## start

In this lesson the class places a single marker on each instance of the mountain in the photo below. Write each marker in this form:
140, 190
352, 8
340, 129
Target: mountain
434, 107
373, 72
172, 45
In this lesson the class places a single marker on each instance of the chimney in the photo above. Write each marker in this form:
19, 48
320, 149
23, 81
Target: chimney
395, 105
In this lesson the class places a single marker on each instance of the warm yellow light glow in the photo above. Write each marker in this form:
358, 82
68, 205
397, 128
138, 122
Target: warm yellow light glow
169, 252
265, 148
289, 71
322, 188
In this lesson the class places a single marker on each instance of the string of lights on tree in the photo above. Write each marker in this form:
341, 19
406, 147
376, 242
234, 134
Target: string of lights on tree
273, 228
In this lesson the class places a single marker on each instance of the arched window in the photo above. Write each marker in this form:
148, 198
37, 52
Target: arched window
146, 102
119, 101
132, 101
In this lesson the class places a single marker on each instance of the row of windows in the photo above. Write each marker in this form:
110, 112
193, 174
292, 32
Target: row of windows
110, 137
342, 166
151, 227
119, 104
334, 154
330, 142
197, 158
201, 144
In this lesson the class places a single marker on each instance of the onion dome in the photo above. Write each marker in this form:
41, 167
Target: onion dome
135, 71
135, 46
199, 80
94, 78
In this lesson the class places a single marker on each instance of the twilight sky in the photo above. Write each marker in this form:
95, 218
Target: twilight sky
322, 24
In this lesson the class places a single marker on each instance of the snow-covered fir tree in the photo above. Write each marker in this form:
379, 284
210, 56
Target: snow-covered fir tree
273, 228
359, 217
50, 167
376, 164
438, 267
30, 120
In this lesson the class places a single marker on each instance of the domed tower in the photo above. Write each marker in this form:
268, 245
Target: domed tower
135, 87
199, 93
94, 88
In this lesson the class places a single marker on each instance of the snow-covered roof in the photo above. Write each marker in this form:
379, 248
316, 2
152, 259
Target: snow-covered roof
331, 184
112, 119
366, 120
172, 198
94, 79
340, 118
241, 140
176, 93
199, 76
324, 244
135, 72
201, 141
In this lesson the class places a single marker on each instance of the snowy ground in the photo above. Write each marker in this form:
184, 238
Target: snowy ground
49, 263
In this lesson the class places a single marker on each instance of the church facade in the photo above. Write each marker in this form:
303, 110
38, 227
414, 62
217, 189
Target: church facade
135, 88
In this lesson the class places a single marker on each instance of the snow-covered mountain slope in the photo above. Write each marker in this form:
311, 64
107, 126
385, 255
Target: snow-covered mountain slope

## end

= PROBLEM TO SOLVE =
Rewrite all the records above, swapping every "marker" for "point" and leaving everything else as it is.

= ANSWER IN FULL =
In this lesson the class places a single point on each instance of the mountain in the photo below. Write each point in this form:
140, 190
352, 8
340, 129
Target: mountain
434, 107
373, 72
172, 45
In this lesson the class places a single point on each instance of the chimney in the photo above. Write each point in this form:
19, 48
320, 149
23, 81
Target: chimney
395, 105
In this lesson the class places a single point on each instance of the warm yellow light glow in the photo above. Write each point in this form:
358, 82
68, 205
397, 128
138, 122
Target: warm yellow light glow
169, 252
265, 148
289, 71
322, 188
In this lesson the class places a single point on each instance of the string of lights on tree in the photo above. Write each point in this form:
341, 19
406, 147
376, 242
234, 134
Target: string of lights on tree
273, 228
In this lesson the class places a single point on each instance of the arched window in the photo above. Write each point in this form:
148, 198
37, 52
Target: arched window
146, 102
119, 101
132, 101
In this lesson the class places a single point on each instance of the row of windows in the photo above. Write each point in this form:
110, 112
193, 174
292, 32
Target: row of windows
110, 137
342, 166
151, 227
119, 104
334, 154
330, 142
197, 158
201, 144
In this lesson the class places a single point on each instance of the onion dome in the photo above. Write each point in this form:
41, 167
Target: onion dome
135, 71
135, 46
199, 80
94, 78
In this lesson the class places a single point on each instance of the twilight sky in the photo above. Write each point in this form:
95, 218
Target: twilight sky
322, 24
In this lesson the class places a single point on each instance of the snow-covered fir tree in the photo above. Write each point in this form:
379, 284
210, 56
Target: snow-covered fir tree
273, 228
359, 217
50, 167
376, 164
438, 267
30, 120
In this lesson the class places a single point on each instance of the domed tower in the photo above. Write each point in this form:
268, 245
Target: domed tower
135, 87
199, 93
94, 88
In this lesson the class places a single point on each instance of the snow-covered roof in the photo above. Write each point in this form:
379, 248
316, 2
152, 259
Target: snow-covered roof
331, 184
112, 119
366, 120
172, 198
94, 79
340, 118
241, 140
176, 93
199, 76
324, 244
135, 72
201, 141
In this lesson the class places a single point on each instance of the snowy ground in the photo above. Write each point in this form:
184, 238
Target: snowy ground
49, 263
In this lesson the class places a single point on each instance of the church facade in the photo above. Write each point in this form:
303, 110
38, 227
414, 62
217, 189
Target: church facade
135, 88
In this lesson the class places a single point on each instance of the snow-covered mountain slope in the photo above. Write each point in this form:
311, 64
107, 126
385, 255
Target: snow-covered mountain slope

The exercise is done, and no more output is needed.